# bullying tactics from a rehoming centre



## elainesu (Nov 26, 2012)

desperately need advice for a friend whose mother has rehomed two cats from a local centre. they inspected the property and approved it. they insisted she have two cats, they didnt rehome just one. she was fine with this. she has now had the cats a month. they phone her about a week ago to ask how she was getting on. she just honestly chatted to them,saying she was surprised they had paired these 2 cats together because they didnt really get on, one was bold the other timid. she has been working with them and they are slowly adapting to each other. she is an experienced cat owner, her last cat was 19 years old before passing on and was under regular check ups from vet. she has been threatened that they are coming with a box to take them away. she said they couldnt come this last weekend because she was away. she now has had a threatening letter saying she was irresponsible to leave them, which she didnt, and they want the cats back. she is very distraught as are her daughters, can somebody advise.


----------



## scatchy (Nov 29, 2011)

It is very difficult to advise because there are always two sides to every story.
To be honest rather than getting involved in a lot of unpleasantness why not let them take the cats back - especially if they are not that happy together. There are many other cats needing homes. Why not go elsewhere where people are more reasonable. Put the cats needs first rather than getting into a battle of wills over who is right or wrong.


----------



## elainesu (Nov 26, 2012)

yes, I appreciate there are 2 sides to a story, but in the big picture, 2 cats have gone to a good home. Although the cats didnt initially get on, they didnt fight, the timid one just hid behind settee. Any rehoming is initially difficult, whether it be dogs or cats, and after a month of perseverence, she is loathe to part with them, the timid one now is coming to her for fuss, and has done for the last 2 weeks, so I really think she has done well and should be applauded for her efforts and devotion rather than have these dreadful upsetting phone calls and letters instead of being encouraged in her efforts and being given any advice and support she may need. I think it would be very upsetting and damaging to the cats to be bundled up and taken back to the rehoming centre.

◆ Job 1: Condense the paragraph of the forum thread beginning "To be honest rather than getting involved" into a short bulleted list of its main points.

◆ Dataset rows:
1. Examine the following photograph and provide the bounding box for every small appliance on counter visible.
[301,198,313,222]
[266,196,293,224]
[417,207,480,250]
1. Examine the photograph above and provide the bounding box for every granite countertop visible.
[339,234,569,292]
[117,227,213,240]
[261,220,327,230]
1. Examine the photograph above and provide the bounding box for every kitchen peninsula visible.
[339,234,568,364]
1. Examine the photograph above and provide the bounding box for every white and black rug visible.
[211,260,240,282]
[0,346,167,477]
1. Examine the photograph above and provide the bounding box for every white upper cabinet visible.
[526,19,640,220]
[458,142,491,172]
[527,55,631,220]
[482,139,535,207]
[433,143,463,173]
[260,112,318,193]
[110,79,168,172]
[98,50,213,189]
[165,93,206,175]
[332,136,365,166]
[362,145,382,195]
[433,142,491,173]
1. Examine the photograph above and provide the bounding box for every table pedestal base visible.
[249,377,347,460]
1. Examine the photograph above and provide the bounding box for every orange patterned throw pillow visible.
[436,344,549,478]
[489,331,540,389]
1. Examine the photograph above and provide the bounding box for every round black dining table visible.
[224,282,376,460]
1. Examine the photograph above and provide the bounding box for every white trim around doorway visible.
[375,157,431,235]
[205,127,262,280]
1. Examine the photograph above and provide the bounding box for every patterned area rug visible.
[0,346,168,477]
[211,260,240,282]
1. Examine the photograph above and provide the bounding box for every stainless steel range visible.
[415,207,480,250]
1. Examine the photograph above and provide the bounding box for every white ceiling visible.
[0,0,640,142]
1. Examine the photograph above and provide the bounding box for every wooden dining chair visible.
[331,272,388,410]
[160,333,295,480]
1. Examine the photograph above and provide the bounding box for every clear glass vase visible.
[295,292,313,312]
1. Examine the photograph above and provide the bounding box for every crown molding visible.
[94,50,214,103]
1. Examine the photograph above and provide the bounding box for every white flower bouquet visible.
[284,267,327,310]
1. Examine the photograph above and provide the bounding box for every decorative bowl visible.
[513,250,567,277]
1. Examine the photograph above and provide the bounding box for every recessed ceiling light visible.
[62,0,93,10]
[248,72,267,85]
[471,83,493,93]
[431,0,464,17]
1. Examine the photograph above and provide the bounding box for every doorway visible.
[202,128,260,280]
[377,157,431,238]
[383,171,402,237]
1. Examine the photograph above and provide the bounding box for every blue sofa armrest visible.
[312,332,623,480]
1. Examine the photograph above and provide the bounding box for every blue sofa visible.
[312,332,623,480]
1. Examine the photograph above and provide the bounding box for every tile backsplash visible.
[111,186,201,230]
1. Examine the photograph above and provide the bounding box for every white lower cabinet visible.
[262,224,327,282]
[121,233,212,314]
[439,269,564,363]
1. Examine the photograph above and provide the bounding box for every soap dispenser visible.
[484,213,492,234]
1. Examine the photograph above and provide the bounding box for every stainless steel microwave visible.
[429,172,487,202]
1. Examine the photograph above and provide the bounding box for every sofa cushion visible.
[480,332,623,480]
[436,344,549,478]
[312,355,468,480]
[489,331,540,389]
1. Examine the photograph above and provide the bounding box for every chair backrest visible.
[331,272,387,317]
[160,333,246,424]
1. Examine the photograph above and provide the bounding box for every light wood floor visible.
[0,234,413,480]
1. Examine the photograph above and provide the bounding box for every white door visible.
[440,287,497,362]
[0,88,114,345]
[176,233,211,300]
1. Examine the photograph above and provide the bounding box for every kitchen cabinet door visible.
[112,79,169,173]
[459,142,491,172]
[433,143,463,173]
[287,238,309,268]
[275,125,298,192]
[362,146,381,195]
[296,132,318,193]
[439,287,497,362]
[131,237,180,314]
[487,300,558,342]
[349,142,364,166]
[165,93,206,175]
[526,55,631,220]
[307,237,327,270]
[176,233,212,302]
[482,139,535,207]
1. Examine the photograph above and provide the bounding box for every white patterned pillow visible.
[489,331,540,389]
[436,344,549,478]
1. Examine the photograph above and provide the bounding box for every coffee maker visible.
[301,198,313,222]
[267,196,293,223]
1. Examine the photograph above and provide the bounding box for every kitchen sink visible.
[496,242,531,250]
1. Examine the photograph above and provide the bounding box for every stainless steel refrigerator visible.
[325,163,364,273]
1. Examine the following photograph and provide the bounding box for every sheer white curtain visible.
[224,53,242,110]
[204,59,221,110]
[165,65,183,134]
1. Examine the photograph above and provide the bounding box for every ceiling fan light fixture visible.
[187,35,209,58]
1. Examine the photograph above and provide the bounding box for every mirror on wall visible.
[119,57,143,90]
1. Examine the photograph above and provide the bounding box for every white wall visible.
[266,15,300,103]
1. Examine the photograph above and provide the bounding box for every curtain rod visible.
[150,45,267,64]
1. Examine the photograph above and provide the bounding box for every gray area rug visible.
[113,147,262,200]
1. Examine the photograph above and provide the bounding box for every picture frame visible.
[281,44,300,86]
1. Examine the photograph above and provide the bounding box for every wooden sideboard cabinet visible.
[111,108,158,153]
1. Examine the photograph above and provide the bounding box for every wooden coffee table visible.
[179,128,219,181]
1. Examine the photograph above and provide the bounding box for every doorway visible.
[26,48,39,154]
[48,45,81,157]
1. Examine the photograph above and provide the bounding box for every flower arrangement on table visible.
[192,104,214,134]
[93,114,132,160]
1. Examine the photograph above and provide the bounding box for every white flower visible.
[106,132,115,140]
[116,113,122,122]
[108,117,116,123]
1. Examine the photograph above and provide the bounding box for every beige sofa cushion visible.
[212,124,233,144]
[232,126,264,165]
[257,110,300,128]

◆ Job 2: Copy the records from their first line through the line containing "[417,207,480,250]", both ends included.

◆ Full response 1:
- Let the centre take the cats back rather than get into something unpleasant, especially as the cats are not that happy together.
- Many other cats need homes.
- Go elsewhere, where people are more reasonable.
- Put the cats' needs first instead of fighting over who is right or wrong.

◆ Full response 2:
1. Examine the following photograph and provide the bounding box for every small appliance on counter visible.
[301,198,313,222]
[266,196,293,224]
[417,207,480,250]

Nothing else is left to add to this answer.